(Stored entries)
## begin
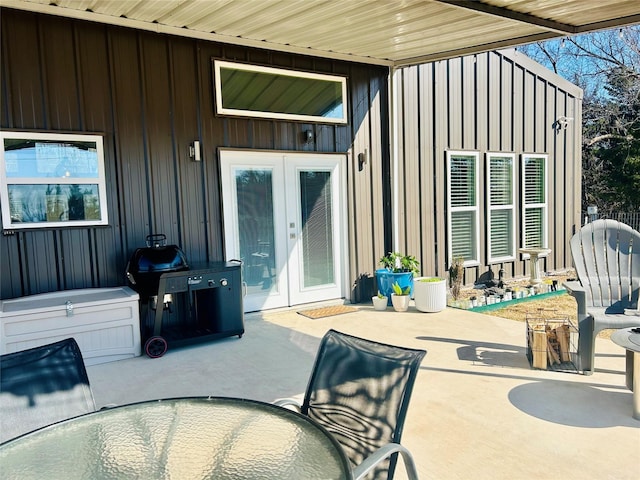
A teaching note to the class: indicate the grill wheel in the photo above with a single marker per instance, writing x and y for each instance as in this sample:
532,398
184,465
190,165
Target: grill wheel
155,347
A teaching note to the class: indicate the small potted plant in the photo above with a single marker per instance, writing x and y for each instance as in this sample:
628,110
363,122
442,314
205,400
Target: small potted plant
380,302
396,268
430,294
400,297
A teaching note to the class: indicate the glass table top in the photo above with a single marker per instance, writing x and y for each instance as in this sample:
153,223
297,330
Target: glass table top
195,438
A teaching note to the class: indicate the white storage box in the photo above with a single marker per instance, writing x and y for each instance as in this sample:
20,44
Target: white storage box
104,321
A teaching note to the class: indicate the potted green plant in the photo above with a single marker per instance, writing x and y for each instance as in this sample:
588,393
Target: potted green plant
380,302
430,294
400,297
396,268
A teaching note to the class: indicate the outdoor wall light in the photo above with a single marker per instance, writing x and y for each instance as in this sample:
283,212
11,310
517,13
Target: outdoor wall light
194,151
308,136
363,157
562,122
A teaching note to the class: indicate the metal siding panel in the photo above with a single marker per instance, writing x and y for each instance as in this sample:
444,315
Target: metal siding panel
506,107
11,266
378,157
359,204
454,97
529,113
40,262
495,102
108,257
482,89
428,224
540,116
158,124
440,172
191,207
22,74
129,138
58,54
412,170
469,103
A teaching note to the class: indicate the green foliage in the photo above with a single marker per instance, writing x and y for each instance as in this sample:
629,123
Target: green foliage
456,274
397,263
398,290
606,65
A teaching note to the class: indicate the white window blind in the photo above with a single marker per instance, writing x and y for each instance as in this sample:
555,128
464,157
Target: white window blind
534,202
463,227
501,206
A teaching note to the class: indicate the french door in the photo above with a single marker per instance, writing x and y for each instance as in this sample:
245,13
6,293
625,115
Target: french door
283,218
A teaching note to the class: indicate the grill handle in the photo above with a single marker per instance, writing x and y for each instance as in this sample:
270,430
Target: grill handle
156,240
## end
## begin
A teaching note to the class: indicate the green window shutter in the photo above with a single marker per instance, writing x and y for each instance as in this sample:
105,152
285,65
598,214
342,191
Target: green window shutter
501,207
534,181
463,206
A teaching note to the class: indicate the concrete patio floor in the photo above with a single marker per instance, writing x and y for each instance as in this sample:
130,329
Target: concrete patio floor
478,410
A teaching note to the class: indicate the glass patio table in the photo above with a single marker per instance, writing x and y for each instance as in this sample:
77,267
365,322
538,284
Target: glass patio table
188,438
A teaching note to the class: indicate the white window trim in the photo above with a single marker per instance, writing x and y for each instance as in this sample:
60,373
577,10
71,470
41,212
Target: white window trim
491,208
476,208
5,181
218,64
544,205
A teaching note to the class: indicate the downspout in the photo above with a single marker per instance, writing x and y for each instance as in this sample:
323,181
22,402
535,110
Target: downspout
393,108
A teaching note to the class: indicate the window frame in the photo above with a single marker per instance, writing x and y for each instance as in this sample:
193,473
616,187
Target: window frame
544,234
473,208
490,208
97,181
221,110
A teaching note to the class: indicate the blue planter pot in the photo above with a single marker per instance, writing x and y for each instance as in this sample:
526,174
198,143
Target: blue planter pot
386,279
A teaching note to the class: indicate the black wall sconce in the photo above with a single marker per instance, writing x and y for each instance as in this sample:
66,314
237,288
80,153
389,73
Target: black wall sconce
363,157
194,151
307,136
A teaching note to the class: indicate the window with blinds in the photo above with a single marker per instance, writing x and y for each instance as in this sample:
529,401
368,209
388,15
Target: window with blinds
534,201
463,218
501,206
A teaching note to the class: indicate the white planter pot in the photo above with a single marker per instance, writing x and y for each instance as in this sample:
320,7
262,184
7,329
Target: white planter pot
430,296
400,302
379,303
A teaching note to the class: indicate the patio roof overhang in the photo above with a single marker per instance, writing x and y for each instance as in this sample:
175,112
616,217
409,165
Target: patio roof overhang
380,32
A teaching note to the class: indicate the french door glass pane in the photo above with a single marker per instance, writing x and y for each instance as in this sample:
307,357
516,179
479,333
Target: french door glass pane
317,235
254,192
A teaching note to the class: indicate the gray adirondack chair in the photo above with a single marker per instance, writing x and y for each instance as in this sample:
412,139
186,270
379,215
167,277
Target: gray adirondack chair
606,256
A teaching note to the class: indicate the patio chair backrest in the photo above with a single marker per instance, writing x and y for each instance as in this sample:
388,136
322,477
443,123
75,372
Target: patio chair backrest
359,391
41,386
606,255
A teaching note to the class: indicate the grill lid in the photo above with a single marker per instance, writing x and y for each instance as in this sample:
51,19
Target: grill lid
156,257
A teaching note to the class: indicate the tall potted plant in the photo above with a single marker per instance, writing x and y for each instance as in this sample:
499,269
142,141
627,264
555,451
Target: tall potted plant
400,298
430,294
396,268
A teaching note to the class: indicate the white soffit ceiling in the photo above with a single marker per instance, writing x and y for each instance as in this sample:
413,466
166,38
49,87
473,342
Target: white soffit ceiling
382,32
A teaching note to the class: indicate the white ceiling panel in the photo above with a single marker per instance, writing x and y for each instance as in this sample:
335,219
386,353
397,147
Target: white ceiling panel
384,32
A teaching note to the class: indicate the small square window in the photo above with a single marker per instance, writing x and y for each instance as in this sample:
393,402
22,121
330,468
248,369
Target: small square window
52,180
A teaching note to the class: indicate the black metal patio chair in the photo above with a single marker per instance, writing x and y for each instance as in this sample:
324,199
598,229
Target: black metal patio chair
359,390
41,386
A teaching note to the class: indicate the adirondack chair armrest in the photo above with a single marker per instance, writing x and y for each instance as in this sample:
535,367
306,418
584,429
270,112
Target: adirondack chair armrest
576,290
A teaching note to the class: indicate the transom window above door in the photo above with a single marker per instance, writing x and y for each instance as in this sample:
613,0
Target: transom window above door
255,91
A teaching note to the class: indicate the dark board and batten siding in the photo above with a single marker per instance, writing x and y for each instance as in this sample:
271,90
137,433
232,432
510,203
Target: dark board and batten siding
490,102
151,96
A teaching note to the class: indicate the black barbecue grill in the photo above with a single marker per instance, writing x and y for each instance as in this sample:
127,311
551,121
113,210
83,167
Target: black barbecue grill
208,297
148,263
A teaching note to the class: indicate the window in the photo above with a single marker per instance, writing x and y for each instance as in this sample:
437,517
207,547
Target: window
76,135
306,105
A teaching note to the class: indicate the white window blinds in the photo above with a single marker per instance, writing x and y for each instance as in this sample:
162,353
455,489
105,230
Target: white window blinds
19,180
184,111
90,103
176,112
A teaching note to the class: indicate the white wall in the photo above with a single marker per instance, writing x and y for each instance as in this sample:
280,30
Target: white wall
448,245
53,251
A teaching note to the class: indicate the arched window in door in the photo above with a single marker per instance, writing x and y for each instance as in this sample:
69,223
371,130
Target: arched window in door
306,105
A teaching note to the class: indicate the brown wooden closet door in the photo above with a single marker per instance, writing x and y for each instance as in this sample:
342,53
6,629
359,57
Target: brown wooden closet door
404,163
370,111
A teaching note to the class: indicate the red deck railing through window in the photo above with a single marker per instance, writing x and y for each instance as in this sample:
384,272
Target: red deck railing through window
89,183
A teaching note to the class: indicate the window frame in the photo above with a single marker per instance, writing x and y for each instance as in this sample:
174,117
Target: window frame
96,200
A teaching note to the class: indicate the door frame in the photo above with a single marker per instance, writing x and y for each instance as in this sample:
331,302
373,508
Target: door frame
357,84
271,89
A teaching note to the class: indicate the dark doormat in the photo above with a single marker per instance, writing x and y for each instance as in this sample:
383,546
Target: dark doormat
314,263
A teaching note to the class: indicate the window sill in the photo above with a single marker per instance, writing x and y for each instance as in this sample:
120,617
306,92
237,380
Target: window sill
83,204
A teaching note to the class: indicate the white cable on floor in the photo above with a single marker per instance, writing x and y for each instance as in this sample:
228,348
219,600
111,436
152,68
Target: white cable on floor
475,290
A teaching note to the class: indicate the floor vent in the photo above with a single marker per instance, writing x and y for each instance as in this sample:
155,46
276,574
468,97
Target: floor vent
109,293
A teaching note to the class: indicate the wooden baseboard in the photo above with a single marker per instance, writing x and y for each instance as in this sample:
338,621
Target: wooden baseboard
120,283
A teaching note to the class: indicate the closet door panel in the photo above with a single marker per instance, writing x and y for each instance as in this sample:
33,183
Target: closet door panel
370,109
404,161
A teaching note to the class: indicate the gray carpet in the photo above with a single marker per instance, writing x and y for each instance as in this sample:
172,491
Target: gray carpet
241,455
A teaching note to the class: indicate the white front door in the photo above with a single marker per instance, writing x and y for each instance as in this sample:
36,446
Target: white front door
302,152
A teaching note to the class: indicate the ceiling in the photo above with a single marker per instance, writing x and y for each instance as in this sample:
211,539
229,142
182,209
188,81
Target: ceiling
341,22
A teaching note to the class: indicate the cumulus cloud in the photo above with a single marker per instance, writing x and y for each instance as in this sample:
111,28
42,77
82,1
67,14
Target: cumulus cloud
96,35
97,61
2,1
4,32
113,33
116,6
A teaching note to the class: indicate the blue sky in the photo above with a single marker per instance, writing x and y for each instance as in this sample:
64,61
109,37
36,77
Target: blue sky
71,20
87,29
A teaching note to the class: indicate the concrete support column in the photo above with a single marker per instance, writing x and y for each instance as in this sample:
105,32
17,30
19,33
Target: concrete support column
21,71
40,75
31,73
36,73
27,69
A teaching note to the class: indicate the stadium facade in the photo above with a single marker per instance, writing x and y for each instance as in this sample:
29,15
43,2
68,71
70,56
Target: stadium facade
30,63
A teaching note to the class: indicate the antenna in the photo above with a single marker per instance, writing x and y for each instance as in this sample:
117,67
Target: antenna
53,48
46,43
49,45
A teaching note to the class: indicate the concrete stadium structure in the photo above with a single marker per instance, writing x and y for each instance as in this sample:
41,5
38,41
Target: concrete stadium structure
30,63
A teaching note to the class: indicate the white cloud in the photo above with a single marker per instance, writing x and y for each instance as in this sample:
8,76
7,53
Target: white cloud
## end
## begin
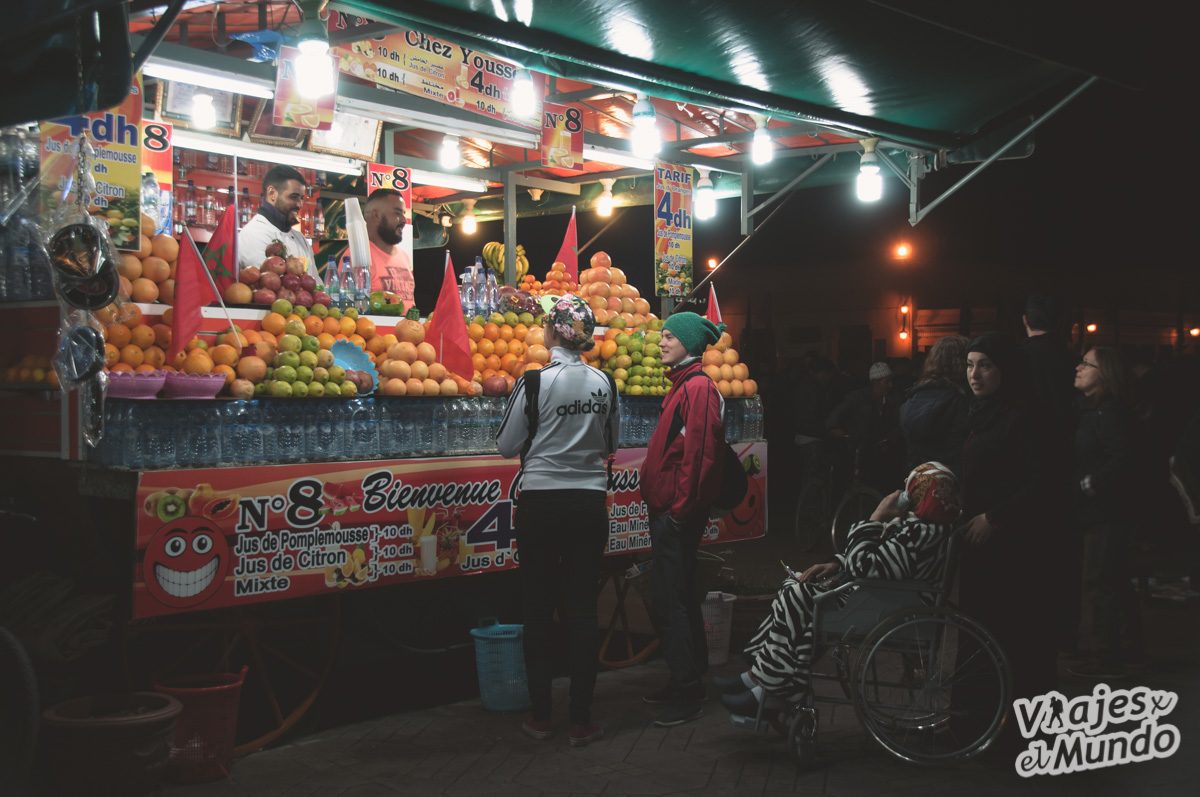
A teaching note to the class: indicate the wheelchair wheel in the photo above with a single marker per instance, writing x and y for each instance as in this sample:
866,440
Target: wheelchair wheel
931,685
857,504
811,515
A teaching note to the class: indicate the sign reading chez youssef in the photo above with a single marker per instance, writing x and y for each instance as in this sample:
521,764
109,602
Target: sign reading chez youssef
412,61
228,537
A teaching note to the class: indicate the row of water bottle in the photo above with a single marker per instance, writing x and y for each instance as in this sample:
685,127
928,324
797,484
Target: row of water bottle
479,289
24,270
## end
* _Directive_: Select and copy each line in the listing above that holds the word "downspout".

* _Exercise response_:
A teaching note to the class: indicate the downspout in the photo above with a single marker per instance, writing x and y for each instance as in this sample:
Target: downspout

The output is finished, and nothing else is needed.